■ DIRECTIONS FOR THIS TASK
Each line that follows is to be retyped exactly.

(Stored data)
▬▬▬▬▬▬▬▬▬▬

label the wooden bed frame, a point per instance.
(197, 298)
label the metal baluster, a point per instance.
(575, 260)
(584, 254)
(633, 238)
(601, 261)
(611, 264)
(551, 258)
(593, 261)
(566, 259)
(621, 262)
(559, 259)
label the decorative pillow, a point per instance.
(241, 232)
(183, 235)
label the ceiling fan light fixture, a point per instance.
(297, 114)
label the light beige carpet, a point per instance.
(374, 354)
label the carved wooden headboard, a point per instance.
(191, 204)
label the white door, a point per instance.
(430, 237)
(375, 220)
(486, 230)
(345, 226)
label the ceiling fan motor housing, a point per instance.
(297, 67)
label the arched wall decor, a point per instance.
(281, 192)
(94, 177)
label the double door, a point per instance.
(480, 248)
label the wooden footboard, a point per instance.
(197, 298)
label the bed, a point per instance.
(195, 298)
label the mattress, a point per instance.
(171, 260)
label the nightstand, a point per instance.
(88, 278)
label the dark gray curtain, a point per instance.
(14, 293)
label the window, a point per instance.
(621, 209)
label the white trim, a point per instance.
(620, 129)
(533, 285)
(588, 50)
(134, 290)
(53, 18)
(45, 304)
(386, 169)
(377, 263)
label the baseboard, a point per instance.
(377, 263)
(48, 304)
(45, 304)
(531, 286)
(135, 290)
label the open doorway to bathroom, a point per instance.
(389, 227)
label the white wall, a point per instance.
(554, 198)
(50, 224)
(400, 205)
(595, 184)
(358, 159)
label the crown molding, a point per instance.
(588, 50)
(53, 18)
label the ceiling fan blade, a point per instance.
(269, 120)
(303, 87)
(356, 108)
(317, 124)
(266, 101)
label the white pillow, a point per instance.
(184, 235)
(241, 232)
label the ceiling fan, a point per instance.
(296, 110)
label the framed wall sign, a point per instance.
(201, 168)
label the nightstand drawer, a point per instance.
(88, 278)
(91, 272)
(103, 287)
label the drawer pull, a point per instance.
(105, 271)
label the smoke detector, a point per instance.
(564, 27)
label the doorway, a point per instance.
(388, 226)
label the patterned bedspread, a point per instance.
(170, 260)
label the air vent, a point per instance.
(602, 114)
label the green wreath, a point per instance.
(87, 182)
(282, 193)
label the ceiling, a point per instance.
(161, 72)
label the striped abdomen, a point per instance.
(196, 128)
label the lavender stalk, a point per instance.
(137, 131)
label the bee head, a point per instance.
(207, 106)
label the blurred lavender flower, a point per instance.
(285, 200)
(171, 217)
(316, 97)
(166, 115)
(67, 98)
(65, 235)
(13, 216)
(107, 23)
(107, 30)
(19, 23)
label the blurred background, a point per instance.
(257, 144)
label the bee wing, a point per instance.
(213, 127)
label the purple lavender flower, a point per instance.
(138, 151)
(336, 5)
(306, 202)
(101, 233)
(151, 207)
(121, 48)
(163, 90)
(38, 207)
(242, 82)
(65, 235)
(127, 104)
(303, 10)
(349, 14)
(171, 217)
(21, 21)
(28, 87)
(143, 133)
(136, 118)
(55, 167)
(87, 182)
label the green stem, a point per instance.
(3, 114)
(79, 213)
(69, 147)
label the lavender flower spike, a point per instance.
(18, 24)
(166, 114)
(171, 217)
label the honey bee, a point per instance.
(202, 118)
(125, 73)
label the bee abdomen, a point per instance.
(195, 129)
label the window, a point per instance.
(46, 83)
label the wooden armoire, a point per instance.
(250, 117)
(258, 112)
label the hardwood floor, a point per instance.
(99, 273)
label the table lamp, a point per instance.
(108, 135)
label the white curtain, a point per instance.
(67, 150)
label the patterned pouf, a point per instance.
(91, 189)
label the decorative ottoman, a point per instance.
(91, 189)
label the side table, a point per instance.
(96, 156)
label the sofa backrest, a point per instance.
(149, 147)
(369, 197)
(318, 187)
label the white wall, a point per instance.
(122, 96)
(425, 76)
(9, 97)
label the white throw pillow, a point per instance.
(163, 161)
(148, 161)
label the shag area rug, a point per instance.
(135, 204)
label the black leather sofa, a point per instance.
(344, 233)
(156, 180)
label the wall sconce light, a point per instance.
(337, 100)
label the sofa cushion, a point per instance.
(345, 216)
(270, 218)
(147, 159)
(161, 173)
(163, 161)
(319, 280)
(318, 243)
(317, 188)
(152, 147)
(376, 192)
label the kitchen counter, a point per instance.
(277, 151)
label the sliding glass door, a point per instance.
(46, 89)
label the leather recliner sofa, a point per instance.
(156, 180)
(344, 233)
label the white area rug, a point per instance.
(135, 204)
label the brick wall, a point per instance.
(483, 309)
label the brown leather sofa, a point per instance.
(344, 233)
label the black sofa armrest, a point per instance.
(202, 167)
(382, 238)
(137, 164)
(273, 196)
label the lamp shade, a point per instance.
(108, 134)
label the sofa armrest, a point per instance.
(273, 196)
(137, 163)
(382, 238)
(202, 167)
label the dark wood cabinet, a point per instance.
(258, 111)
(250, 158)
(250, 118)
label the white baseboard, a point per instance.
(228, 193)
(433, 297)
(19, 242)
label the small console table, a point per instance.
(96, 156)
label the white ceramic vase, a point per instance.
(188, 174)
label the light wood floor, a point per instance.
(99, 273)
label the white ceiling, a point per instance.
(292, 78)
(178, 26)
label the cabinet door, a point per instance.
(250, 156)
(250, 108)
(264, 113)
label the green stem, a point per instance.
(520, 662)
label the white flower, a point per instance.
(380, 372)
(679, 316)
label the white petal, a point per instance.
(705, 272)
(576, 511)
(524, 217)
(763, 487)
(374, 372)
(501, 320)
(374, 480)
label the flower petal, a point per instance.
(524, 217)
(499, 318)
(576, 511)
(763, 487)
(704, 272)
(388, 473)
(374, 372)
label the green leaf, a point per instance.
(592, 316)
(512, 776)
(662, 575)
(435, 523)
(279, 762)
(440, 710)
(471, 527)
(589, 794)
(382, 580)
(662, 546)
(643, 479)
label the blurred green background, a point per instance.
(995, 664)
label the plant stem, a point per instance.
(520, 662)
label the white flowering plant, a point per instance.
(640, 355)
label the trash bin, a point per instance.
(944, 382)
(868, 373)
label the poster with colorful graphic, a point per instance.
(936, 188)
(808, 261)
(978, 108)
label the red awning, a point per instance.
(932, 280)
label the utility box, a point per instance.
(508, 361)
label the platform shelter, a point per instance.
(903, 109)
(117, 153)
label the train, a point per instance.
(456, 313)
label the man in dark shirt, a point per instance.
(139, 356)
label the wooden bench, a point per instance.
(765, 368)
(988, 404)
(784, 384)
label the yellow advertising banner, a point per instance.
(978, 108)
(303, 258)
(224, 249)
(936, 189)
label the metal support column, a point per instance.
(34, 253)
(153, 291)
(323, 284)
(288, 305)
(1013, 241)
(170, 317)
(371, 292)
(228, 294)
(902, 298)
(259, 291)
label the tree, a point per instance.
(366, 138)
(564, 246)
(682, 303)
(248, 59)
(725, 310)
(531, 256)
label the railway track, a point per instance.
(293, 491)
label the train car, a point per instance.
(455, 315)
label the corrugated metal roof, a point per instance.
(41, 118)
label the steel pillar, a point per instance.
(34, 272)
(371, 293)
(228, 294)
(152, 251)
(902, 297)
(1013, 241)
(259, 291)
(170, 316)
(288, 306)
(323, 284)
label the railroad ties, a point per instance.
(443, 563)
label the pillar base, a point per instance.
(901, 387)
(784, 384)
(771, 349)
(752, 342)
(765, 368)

▬▬▬▬▬▬▬▬▬▬

■ COMPLETE OUTPUT
label the wooden bed frame, a point per instance.
(197, 298)
label the metal baluster, a point per instance.
(575, 260)
(584, 254)
(633, 238)
(601, 261)
(611, 264)
(551, 258)
(593, 261)
(566, 259)
(621, 262)
(559, 259)
label the decorative pillow, a point per instance.
(241, 232)
(183, 235)
label the ceiling fan light fixture, a point per instance.
(297, 114)
label the light beige carpet, a point per instance.
(374, 354)
label the carved wooden headboard, a point per instance.
(191, 204)
label the white door, a point per instance.
(430, 237)
(375, 220)
(486, 230)
(345, 226)
label the ceiling fan motor housing, a point per instance.
(297, 67)
label the arched wall decor, a point per instance.
(281, 192)
(94, 177)
label the double door, a point per instance.
(480, 248)
label the wooden footboard, a point per instance.
(197, 298)
label the bed, a point per instance.
(195, 298)
label the mattress, a point per instance.
(171, 260)
label the nightstand, a point per instance.
(88, 278)
label the dark gray curtain, a point per instance.
(14, 293)
label the window, a point per instance.
(621, 209)
label the white trim, a point per instance.
(620, 129)
(533, 285)
(588, 50)
(134, 290)
(53, 18)
(45, 304)
(386, 169)
(377, 263)
label the baseboard, a point per instance.
(377, 263)
(48, 304)
(45, 304)
(531, 286)
(135, 290)
label the open doorway to bathroom, a point per instance.
(389, 227)
label the white wall, a point per instance.
(554, 198)
(50, 224)
(400, 205)
(595, 184)
(358, 159)
label the crown molding, a point per instance.
(588, 50)
(53, 18)
label the ceiling fan blade, a point per instance.
(269, 120)
(303, 87)
(356, 108)
(317, 124)
(266, 101)
label the white pillow, a point per instance.
(184, 235)
(241, 232)
label the ceiling fan, a point per instance.
(296, 110)
label the framed wall sign, a point per instance.
(201, 168)
label the nightstand drawer, a point per instance.
(88, 278)
(91, 272)
(103, 287)
label the drawer pull, a point per instance.
(105, 271)
label the smoke detector, a point per instance.
(564, 27)
label the doorway, a point per instance.
(388, 226)
label the patterned bedspread, a point per instance.
(170, 260)
label the air vent, a point per instance.
(602, 114)
label the green wreath, a point per instance.
(87, 182)
(282, 193)
label the ceiling, a point per instance.
(161, 72)
label the striped abdomen, a point per instance.
(196, 128)
label the lavender stalk, a point per instance.
(137, 131)
label the bee head, a point per instance.
(207, 106)
label the blurred lavender flower, a point per instance.
(285, 200)
(171, 217)
(316, 97)
(166, 115)
(67, 98)
(65, 235)
(13, 216)
(107, 23)
(107, 30)
(19, 23)
label the blurred background, a point per instance.
(257, 144)
label the bee wing, a point per instance.
(213, 127)
label the purple lavender flower, a point per instance.
(138, 151)
(336, 5)
(306, 202)
(101, 233)
(151, 207)
(121, 48)
(163, 90)
(38, 207)
(242, 82)
(65, 235)
(127, 104)
(303, 10)
(349, 14)
(171, 217)
(21, 21)
(28, 87)
(143, 133)
(136, 118)
(55, 167)
(87, 182)
label the green stem, a point per instance.
(3, 114)
(79, 213)
(69, 147)
label the lavender flower spike, a point per instance.
(18, 24)
(166, 114)
(171, 217)
label the honey bee, a point per instance.
(202, 118)
(125, 73)
label the bee abdomen, a point per instance.
(195, 129)
label the window, a point per instance.
(46, 83)
label the wooden armoire, a point per instance.
(250, 117)
(258, 112)
label the hardwood floor, a point per instance.
(99, 273)
label the table lamp, a point per instance.
(108, 135)
label the white curtain, a point per instance.
(67, 150)
label the patterned pouf, a point per instance.
(91, 189)
label the decorative ottoman, a point per instance.
(91, 189)
label the side table, a point per instance.
(96, 156)
label the sofa backrest, a point per instance.
(149, 147)
(369, 197)
(318, 187)
label the white wall, a point per instance.
(122, 96)
(425, 76)
(9, 97)
label the white throw pillow, a point per instance.
(163, 161)
(148, 161)
label the shag area rug, a point per instance.
(135, 204)
label the black leather sofa, a point per instance.
(344, 233)
(156, 180)
label the wall sconce light, a point per instance.
(337, 100)
label the sofa cushion, a point per instance.
(345, 216)
(270, 218)
(147, 159)
(161, 173)
(163, 161)
(319, 280)
(318, 243)
(317, 188)
(152, 147)
(376, 192)
label the kitchen counter, a point per instance.
(277, 151)
label the sliding glass door, a point per instance.
(46, 89)
label the leather recliner sofa, a point per instance.
(156, 180)
(344, 233)
label the white area rug, a point per instance.
(135, 204)
label the brick wall, a point per instance.
(483, 309)
label the brown leather sofa, a point per instance.
(344, 233)
label the black sofa armrest, a point per instance.
(202, 167)
(382, 238)
(137, 164)
(273, 196)
label the lamp shade, a point per instance.
(108, 134)
label the sofa armrest, a point per instance.
(273, 196)
(137, 163)
(382, 238)
(202, 167)
label the dark wood cabinet, a point per instance.
(258, 111)
(250, 158)
(250, 118)
label the white baseboard, a point per instance.
(228, 193)
(433, 297)
(19, 242)
label the small console table, a point per instance.
(96, 156)
label the white ceramic vase, a point per instance.
(188, 174)
label the light wood floor, a point per instance.
(99, 273)
label the white ceiling, a point per instance.
(292, 78)
(178, 26)
label the cabinet door, a point per instance.
(250, 156)
(250, 108)
(264, 113)
label the green stem, a point per instance.
(520, 662)
label the white flower, a point per instance.
(380, 372)
(679, 316)
label the white petal, a point per instance.
(705, 272)
(576, 511)
(524, 217)
(763, 487)
(374, 372)
(501, 320)
(374, 480)
label the flower petal, a point per instance.
(524, 217)
(499, 318)
(576, 511)
(763, 487)
(704, 272)
(388, 473)
(374, 372)
label the green leaf, a point per instance.
(592, 316)
(512, 776)
(662, 575)
(435, 523)
(279, 762)
(440, 710)
(471, 527)
(589, 794)
(382, 580)
(662, 546)
(643, 479)
label the blurred green background, a point per instance.
(995, 664)
label the plant stem, a point per instance.
(520, 662)
label the white flowering plant, a point per instance.
(640, 355)
label the trash bin, a point per instance.
(944, 382)
(868, 373)
label the poster with colorful graphic, a point per instance.
(936, 188)
(808, 261)
(978, 108)
label the red awning, a point per instance.
(932, 280)
label the utility box, a point per instance.
(508, 361)
label the platform shelter, a point per instance.
(903, 109)
(117, 153)
label the train, a point per instance.
(456, 313)
label the man in dark shirt, a point per instance.
(139, 356)
label the wooden bench, a point per instance.
(765, 368)
(988, 404)
(784, 384)
label the yellow advertising banner, a point per instance.
(978, 108)
(303, 258)
(224, 249)
(936, 189)
label the metal support column, a point per instance.
(34, 253)
(153, 291)
(323, 284)
(288, 305)
(1013, 241)
(170, 317)
(371, 292)
(228, 294)
(902, 298)
(259, 291)
label the tree, a point per instance.
(366, 138)
(564, 246)
(682, 303)
(248, 59)
(725, 310)
(531, 256)
label the railway track, a point per instance.
(293, 491)
label the train car, a point per instance.
(455, 315)
label the corrugated metal roof, a point per instance.
(41, 118)
label the steel pillar, a point per instance.
(34, 272)
(371, 293)
(228, 294)
(152, 251)
(902, 297)
(1013, 241)
(259, 291)
(170, 316)
(288, 306)
(323, 284)
label the railroad ties, a point per instance.
(443, 563)
label the pillar base, a point per instance.
(901, 387)
(784, 384)
(771, 349)
(752, 342)
(765, 368)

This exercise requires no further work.